For example, the illustration above was taken from an analysis of the Digit.sta example data set (see also Classification Trees Analysis Example 1: Discriminant-Based Univariate Splits for Categorical Predictors; or Example 1: Pattern Recognition). The goal of the analysis was to accurately predict a single digit number (between 0 and 9) from 7 "noisy" predictors (for a description of how these data were generated, see Breiman et. al., 1984). The final tree results are displayed in the workbook tree browser, which clearly identifies the splitting nodes () and terminal nodes () of the tree. To review the statistics and other information (e.g., splitting rule) associated with each node, simply highlight it and review the summary graph in the right pane. In the example above, split Node 16 identifies a split on Var2: If it is equal to 0, then the respective observations are classified to Node 18 (i.e., they are identified as digit Zero); if Var2 is not equal to 0, then the respective observations are classified as Nine.
The split nodes can be collapsed or expanded, in the manner that most users are accustomed to from standard MS Windows-style tree-browser controls. This is the most efficient method for reviewing complex tree models, and at this time STATISTICA is the only program that incorporates this necessary device to review and present results.
Another useful feature of the workbook tree browser is the ability to quickly review the effect of consecutive splits on the resulting child nodes in an "animation-like" manner. For example, shown below is the summary result from a regression-like analysis. Place the mouse pointer in the left pane and select (highlight) the root node, and then use the arrow keys on your keyboard to move down as the splits are added to the tree.
The splitting of the overall sample into sub-groups (nodes) of increasing purity (homogeneity, or smaller variance) is evident in this illustration.
Navigating (zooming on) the summary tree graph. Of course, you can also navigate the traditional summary tree graph, using the standard STATISTICA zooming tools.
These tools can be used to review all details of large and complex tree graphs.

================================

> INSTRUCTION A
In the tree browser page, how are observations classified at split Node 16 when Var2 is equal to 0?
> INSTRUCTION B
Please continue the tree browser page from the point where it stops.

================================

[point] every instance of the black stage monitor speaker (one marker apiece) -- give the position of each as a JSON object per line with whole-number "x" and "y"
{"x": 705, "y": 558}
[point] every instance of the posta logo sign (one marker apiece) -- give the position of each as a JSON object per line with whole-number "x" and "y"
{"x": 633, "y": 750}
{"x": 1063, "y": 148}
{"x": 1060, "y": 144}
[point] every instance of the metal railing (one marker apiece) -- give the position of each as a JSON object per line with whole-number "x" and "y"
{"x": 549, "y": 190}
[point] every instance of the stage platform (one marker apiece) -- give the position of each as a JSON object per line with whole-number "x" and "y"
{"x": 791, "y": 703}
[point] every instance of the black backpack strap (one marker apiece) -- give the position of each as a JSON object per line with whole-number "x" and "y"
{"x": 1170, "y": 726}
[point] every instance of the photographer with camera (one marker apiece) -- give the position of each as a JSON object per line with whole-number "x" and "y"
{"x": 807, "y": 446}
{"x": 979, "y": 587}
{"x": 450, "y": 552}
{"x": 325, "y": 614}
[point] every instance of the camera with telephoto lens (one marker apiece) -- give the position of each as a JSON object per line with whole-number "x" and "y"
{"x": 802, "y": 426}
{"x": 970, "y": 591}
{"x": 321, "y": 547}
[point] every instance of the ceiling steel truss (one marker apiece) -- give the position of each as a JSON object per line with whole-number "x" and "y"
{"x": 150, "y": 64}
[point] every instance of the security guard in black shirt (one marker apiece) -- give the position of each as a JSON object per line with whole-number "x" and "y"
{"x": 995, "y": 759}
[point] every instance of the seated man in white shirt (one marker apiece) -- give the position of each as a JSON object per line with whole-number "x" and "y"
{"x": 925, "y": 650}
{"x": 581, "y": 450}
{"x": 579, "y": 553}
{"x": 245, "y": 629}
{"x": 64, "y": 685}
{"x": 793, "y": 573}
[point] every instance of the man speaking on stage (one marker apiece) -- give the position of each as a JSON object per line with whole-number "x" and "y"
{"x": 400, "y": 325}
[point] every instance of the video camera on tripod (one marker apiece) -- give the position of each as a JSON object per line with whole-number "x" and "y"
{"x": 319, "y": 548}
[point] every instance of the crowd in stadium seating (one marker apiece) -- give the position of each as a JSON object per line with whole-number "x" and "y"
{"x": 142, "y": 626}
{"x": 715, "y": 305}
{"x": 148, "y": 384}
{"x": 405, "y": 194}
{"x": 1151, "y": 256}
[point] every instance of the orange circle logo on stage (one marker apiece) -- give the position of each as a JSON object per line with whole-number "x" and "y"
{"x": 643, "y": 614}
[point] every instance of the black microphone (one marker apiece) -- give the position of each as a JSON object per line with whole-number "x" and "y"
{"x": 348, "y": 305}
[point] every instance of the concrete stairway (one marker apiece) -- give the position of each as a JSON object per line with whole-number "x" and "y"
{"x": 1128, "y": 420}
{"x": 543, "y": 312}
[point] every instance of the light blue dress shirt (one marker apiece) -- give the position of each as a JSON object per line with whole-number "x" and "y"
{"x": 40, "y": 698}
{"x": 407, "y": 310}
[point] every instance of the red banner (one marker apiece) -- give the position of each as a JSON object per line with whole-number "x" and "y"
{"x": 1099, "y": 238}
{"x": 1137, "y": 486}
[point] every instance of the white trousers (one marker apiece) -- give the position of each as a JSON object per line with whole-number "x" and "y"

================================

> REPLY A
They are classified to Node 18, which identifies them as digit Zero.

> REPLY B
The classic (Breiman et. al., 1984) classification and regression trees algorithms can accommodate both continuous and categorical predictor variables (see also, Computational Details). However, in practice, it is not uncommon to combine such variables into analysis of variance/covariance (ANCOVA) like predictor designs with main effects or interaction effects for categorical and continuous predictors. This method of analyzing coded ANCOVA-like designs is relatively new and, to date, only available in STATISTICA GC&RT as well as GCHAID. However, it is easy to see how the use of coded predictor designs expands these powerful classification and regression techniques to the analysis of data from experimental designs (e.g., see for example the detailed discussion of experimental design methods for quality improvement in the context of the Experimental Design module of Industrial Statistics).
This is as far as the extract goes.